(Stated task)
Write what comes next in the mailing-list thread on sharing V4L2 buffers between devices, starting after its last sentence.

Summary of the V4L2 discussions during LDS - was: Re: Embedded Linux memory management interest group list

Tue May 17 05:57:50 PDT 2011

Em 17-05-2011 09:49, Mauro Carvalho Chehab escreveu:
> Em 15-05-2011 18:10, Hans Verkuil escreveu:
>> On Saturday, May 14, 2011 13:46:03 Mauro Carvalho Chehab wrote:
>>> Em 14-05-2011 13:02, Hans Verkuil escreveu:
>>>> On Saturday, May 14, 2011 12:19:18 Mauro Carvalho Chehab wrote:
>>>
>>>>> So, based at all I've seen, I'm pretty much convinced that the normal MMAP
>>>>> way of streaming (VIDIOC_[REQBUF|STREAMON|STREAMOFF|QBUF|DQBUF ioctl's)
>>>>> are not the best way to share data with framebuffers.
>>>>
>>>> I agree with that, but it is a different story between two V4L2 devices. There
>>>> you obviously want to use the streaming ioctls and still share buffers.
>>>
>>> I don't think so. the requirement for syncing the framebuffer between the two
>>> V4L2 devices is pretty much the same as we have with one V4L2 device and one GPU.
>>>
>>> On both cases, the requirement is to pass a framebuffer between two entities, 
>>> and not a video stream.
>>>
>>> For example, imagine something like:
>>>
>>> 	V4L2 camera =====> V4L2 encoder t MPEG2
>>> 		     ||
>>> 		     LL==> GPU
> 
> For the sake of clarity on my next comments, I'm naming the "V4L2 camera" buffer
> write endpoint as "producer" and the 2 buffer read endpoints as "consumers". 
>>>
>>> Both GPU and the V4L2 encoder should use the same logic to be sure that they will
>>> use a buffer that were filled already by the camera. Also, the V4L2 camera
>>> driver can't re-use such framebuffer before being sure that both consumers 
>>> has already stopped using it.
>>
>> No. A camera whose output is sent to a resizer and then to a SW/FW/HW encoder
>> is a typical example where you want to queue/dequeue buffers.
> 
> Why? On a framebuffer-oriented set of ioctl's, some kernel internal calls will
> need to take care of the buffer usage, in order to be sure when a buffer can
> be rewritten, as userspace has no way to know when a buffer needs to be queued/dequeued.

(Provided data)
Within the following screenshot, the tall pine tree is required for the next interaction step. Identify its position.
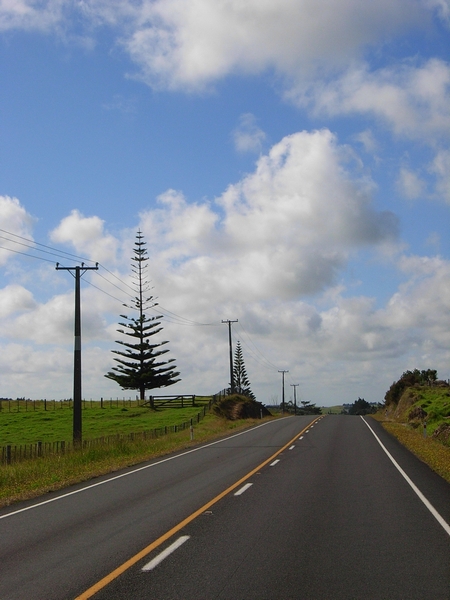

(Reply)
> 
> In other words, the framebuffer kernel API will probably be using a kernel structure like:
> 
> struct v4l2_fb_handler {
> 	bool has_finished;				/* Marks when a handler finishes to handle the buffer */
> 	bool is_producer;				/* Used by the handler that writes data into the buffer */
> 
> 	struct list_head *handlers;			/* List with all handlers */
> 
> 	void (*qbuf)(struct v4l2_fb_handler *handler);	/* qbuf-like callback, called after having a buffer filled */
> 
> 	v4l2_buffer_ID	buf;				/* Buffer ID (or filehandler?) - In practice, it will probably be a list with the available buffers */
> 
> 	void *priv;					/* handler priv data */
> }
> 
> While stream is on, a kernel logic will run a loop, doing basically the steps bellow:
> 
> 	1) Wait for the producer to rise the has_finished flag;
> 
> 	2) call qbuf() for all consumers. The qbuf() call shouldn't block; it just calls 
> 	   a per-handler logic to start using that buffer;
> 
> 	3) When each fb handler finishes using its buffer, it will rise has_finished flag;
> 
> 	4) After having all buffer handlers marked as has_finished, cleans the has_finished
> 	  flags and re-queue the buffer.
> 
> Step (2) is equivalent to VIDIOC_QBUF, and step (4) is equivalent to VIDIOC_DQBUF.
> 
> PS.: The above is just a simplified view of such handler. We'll probably need more steps. For
> example, between (1) and (2) it may probably need some logic to check if is there an available
> empty buffer. If not, create a new one and use it.
> 
> What happens with REQBUF/QBUF/DQBUF is that:
> 	- with those calls, there's just one buffer consumer, and just one buffer producer;
> 	- either the producer or the consumer is on userspace, and the other pair is
> 	  at kernelspace;
> 	- buffers are allocated before the start of a process, via an explicit call;
> 	- buffers need to be mmapped, in order to be visible at userspace.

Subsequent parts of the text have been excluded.